(Beginning of PAGE EXCERPT)

I could be wrong but i assume a warm or bettet yet normal heated up temperture would be a more realistic / real world riding condition to assess the actual compression the motor is actually putting out. I.e. the motor is in its "stride". Its spending most of its life running (Hopefully... ☺) not sit4ing cold. Thats my line of reasoning, but i am not an engineer, or a mega talanted wrench. (Always wanted to be though) I am just commenting and contributing any advice based on my world experiences. I am enjoying the dialog in this thread and forum. Such a wealth of good information and one can truly pick up something new every day from this community. Hope ANY of my posts or responses have helped somebody get that little bit further ahead with respect to their projects and thanks for listening and putting up with me... Sorry for long post and cheers!☺

I agree with the "most realistic indicator of output", but it's the consistency part that worries me. I used to design biological field experiments and it's always the X-Factor that you have to watch out for.... the thing that you didn't know about... that bites you in the butt. Therefore, I would want to know what factors change as the engine warms up and how those affect the compression.

(End of PAGE EXCERPT)

## PARTS OF THE EXERCISE
- A) According to the forum excerpt, what did the writer of the second post use to design?
- B) Write out the part of the forum excerpt that begins with the words "I agree with" and ends with "affect the compression.".
The material that comes after the forum excerpt is not needed.

(Beginning of INFORMATION SUPPLIED)

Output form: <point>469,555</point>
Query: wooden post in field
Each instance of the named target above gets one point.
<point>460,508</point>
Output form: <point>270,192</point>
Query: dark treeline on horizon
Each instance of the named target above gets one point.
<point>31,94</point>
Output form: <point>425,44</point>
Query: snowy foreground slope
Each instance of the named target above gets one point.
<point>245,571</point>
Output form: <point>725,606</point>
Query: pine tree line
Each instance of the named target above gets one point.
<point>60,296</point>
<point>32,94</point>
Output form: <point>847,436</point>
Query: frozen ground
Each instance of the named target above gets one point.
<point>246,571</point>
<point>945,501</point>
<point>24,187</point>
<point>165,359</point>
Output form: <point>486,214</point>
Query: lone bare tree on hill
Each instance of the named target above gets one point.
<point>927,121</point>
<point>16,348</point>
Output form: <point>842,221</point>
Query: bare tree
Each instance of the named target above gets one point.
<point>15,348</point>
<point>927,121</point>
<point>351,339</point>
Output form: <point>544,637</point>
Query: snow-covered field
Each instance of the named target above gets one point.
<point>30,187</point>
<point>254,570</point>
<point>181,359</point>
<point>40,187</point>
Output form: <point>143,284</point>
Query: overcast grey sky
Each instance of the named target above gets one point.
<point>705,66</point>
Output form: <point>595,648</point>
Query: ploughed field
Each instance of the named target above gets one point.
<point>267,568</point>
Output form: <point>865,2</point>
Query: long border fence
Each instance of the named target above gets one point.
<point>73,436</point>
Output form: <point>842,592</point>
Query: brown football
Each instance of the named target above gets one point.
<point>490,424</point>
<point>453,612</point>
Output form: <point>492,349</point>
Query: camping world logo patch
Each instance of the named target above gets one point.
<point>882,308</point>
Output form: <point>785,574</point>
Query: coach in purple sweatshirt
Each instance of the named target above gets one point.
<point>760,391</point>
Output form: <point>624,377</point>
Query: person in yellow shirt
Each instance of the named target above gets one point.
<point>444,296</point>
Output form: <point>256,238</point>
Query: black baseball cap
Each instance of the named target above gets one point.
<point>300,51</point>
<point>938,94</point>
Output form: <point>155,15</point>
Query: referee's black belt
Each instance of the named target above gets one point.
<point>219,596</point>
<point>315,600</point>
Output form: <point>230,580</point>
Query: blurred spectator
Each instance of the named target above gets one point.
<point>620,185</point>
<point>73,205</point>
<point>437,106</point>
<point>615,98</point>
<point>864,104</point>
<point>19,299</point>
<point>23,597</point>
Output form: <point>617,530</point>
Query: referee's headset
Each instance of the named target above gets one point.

(End of INFORMATION SUPPLIED)

## PROBLEM SOLUTIONS
- A) Biological field experiments.

- B)
I agree with the "most realistic indicator of output", but it's the consistency part that worries me. I used to design biological field experiments and it's always the X-Factor that you have to watch out for.... the thing that you didn't know about... that bites you in the butt. Therefore, I would want to know what factors change as the engine warms up and how those affect the compression.